■ Selected text:
EX-5.5 3 y37315exv5w5.htm EX-5.5: OPINION OF GOMEZ-PINZON LINARES SAMPER SUAREZ VILLAMIL ABOGADOS S.A. EX-5.5
 

Exhibit 5.5
[Letterhead of Gómez-Pinzón Linares Samper Suárez Villamil]
July 20, 2007
GP-0577-07
Bancolombia S.A.,
     Calle 50 No. 51-66,
     Medellín,
     Colombia.
Ladies and Gentlemen:
     We have acted as special Colombian counsel of Bancolombia S.A., a corporation organized as a sociedad anónima under the laws of the Republic of Colombia (the “Bank”), in connection with the registration under the Securities Act of 1933 of up to 60,000,000 preferred shares, par value of Ps 500 per share, of the Bank (the “Preferred Shares”), including (a) 21,307,238 Preferred Shares initially offered and sold outside the United States that may be resold from time to time in the United States in the form of American Depositary Shares (“ADS”), each representing four Preferred Shares, as evidenced by American Depositary Receipts (“ADRs”) either as part of the distribution or within 40 days after the later of the effective date of the Bank’s Registration Statement and the date such securities are first bona fide offered to the public and (b) 5,046,880 Preferred Shares in the form of ADSs, each representing four Preferred Shares, as evidenced by ADRs that are issuable upon the exercise of the underwrites’ option within 30 days to purchase additional Preferred Shares, and in connection with the Bank’s offering of 33,645,880 Preferred Shares in the form of ADSs, each representing four Preferred Shares, as evidenced by ADRs.

■ Given records:
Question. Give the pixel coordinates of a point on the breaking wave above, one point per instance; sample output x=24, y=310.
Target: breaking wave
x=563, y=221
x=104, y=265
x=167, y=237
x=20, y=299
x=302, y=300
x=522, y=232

■ List of tasks:
• 1. In the opinion letter, list each defined term that appears in quotation marks.
• 2. Output all the rows shown after the opinion letter as a Markdown table, one row per line, with the columns n (row number) and Line. Leave out blank lines.

■ Expected responses:
• 1.
- Bank
- Preferred Shares
- ADS
- ADRs

• 2.
| n | Line |
|---|---|
| 1 | Question. Give the pixel coordinates of a point on the breaking wave above, one point per instance; sample output x=24, y=310. |
| 2 | Target: breaking wave |
| 3 | x=563, y=221 |
| 4 | x=104, y=265 |
| 5 | x=167, y=237 |
| 6 | x=20, y=299 |
| 7 | x=302, y=300 |
| 8 | x=522, y=232 |